• Activity: Each entry must be reproduced precisely as it stands.

Stored items:
Segment Open
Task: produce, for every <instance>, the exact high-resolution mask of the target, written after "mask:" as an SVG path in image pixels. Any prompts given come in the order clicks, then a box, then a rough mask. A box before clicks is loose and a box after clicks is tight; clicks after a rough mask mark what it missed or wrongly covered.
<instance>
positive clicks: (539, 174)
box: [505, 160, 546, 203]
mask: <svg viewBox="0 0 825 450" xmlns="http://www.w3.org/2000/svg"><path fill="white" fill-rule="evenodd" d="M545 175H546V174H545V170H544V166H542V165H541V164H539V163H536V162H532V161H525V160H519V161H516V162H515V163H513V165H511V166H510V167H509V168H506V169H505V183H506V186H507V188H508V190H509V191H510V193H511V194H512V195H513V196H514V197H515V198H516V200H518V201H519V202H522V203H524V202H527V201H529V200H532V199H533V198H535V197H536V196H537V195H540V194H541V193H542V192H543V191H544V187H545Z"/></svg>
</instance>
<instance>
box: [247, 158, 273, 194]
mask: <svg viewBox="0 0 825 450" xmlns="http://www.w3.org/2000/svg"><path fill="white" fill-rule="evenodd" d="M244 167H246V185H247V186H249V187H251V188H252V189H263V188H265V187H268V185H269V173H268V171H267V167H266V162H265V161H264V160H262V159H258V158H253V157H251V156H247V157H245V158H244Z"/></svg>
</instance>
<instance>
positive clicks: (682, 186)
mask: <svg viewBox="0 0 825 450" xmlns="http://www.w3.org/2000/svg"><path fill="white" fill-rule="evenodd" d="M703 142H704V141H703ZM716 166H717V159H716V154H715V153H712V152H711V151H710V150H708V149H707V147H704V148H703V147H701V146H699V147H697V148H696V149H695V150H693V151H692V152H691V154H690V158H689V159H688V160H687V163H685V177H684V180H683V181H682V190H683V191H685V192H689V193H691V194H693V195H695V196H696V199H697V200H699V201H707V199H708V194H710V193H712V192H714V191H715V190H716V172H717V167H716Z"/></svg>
Segment Closed
• Solution to this exercise:
Task: produce, for every <instance>, the exact high-resolution mask of the target, written after "mask:" as an SVG path in image pixels. Any prompts given come in the order clicks, then a box, then a rough mask. A box before clicks is loose and a box after clicks is tight; clicks after a rough mask mark what it missed or wrongly covered.
<instance>
positive clicks: (539, 174)
box: [505, 160, 546, 203]
mask: <svg viewBox="0 0 825 450" xmlns="http://www.w3.org/2000/svg"><path fill="white" fill-rule="evenodd" d="M545 175H546V174H545V170H544V166H542V165H541V164H539V163H536V162H532V161H525V160H519V161H516V162H515V163H513V165H511V166H510V167H509V168H506V169H505V183H506V186H507V188H508V190H509V191H510V193H511V194H512V195H513V196H514V197H515V198H516V200H518V201H519V202H522V203H524V202H527V201H529V200H532V199H533V198H535V197H536V196H537V195H540V194H541V193H542V192H543V191H544V187H545Z"/></svg>
</instance>
<instance>
box: [247, 158, 273, 194]
mask: <svg viewBox="0 0 825 450" xmlns="http://www.w3.org/2000/svg"><path fill="white" fill-rule="evenodd" d="M244 167H246V185H247V186H249V187H251V188H252V189H263V188H265V187H268V185H269V173H268V171H267V167H266V162H265V161H264V160H262V159H258V158H253V157H251V156H247V157H245V158H244Z"/></svg>
</instance>
<instance>
positive clicks: (682, 186)
mask: <svg viewBox="0 0 825 450" xmlns="http://www.w3.org/2000/svg"><path fill="white" fill-rule="evenodd" d="M703 142H704V141H703ZM716 166H717V159H716V154H715V153H712V152H711V151H710V150H708V149H707V147H704V148H703V147H701V146H699V147H697V148H696V149H695V150H693V151H692V152H691V154H690V158H689V159H688V160H687V163H685V177H684V180H683V181H682V190H683V191H685V192H689V193H691V194H693V195H695V196H696V199H697V200H699V201H707V199H708V194H710V193H712V192H714V191H715V190H716V172H717V167H716Z"/></svg>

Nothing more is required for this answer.